Your objective: Rewrite only the lines from the one containing "Task: point to every instance of the woman's blonde" down to the one containing "[[290, 97], [94, 83]]", requests included, adding -115 to every coordinate in the answers.

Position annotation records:
____________
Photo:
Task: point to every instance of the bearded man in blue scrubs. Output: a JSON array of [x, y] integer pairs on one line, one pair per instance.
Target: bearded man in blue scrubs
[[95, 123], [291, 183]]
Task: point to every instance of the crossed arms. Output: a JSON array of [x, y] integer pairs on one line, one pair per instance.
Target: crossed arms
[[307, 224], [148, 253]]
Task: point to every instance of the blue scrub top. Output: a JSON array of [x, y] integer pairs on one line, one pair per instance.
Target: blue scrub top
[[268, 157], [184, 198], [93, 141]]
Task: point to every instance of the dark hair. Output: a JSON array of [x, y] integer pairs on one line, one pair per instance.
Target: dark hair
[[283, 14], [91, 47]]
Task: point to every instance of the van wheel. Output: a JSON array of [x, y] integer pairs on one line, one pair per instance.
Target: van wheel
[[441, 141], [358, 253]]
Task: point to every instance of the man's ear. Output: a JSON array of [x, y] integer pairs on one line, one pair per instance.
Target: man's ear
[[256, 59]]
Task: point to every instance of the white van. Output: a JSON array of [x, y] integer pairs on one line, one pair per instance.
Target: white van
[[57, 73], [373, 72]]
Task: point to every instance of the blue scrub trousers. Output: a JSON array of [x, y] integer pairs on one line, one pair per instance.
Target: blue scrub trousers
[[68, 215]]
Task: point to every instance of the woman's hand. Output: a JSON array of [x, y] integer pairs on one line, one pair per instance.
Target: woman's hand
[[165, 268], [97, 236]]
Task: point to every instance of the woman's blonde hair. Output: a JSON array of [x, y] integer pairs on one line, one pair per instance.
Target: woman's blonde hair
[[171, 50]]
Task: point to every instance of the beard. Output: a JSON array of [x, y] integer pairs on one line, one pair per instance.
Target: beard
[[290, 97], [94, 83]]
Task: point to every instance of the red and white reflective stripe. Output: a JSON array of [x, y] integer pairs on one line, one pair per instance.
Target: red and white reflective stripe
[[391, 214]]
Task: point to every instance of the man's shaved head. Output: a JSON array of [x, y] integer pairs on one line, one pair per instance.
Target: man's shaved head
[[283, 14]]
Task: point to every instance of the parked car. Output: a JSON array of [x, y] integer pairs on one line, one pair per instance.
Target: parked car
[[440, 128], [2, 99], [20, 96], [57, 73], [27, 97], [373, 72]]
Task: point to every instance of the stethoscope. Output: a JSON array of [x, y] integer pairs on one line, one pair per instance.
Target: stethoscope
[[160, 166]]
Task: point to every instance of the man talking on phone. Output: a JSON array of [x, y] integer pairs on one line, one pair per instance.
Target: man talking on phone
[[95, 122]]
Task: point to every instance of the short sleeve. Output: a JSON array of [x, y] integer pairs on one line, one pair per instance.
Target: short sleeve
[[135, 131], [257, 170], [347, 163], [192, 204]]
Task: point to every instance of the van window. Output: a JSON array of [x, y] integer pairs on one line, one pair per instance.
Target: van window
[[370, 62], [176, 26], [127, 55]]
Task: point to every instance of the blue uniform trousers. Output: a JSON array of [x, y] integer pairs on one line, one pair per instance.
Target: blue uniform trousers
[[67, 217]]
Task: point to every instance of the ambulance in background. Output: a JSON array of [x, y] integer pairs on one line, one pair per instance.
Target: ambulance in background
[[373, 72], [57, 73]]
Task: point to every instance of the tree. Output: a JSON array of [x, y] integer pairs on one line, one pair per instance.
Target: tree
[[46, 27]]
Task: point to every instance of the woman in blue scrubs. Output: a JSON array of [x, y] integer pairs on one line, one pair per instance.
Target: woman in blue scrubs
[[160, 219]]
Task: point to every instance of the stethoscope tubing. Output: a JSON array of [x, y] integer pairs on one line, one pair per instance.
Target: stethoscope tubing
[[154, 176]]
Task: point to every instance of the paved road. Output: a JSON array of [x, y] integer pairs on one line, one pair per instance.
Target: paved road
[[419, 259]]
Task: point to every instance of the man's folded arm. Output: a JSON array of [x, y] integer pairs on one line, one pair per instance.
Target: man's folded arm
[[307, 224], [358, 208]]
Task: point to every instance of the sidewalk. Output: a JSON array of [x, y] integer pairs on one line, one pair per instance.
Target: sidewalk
____________
Task response:
Task: point to every instance of the woman's blonde hair. Output: a JSON array of [x, y] integer pairs on one line, one pair per instance.
Target: woman's blonde hair
[[56, -65]]
Task: point to every instance of the beard. Output: a JSON array of [x, y] integer pairs on one line, one pair per instance.
Target: beard
[[175, -18], [-21, -32]]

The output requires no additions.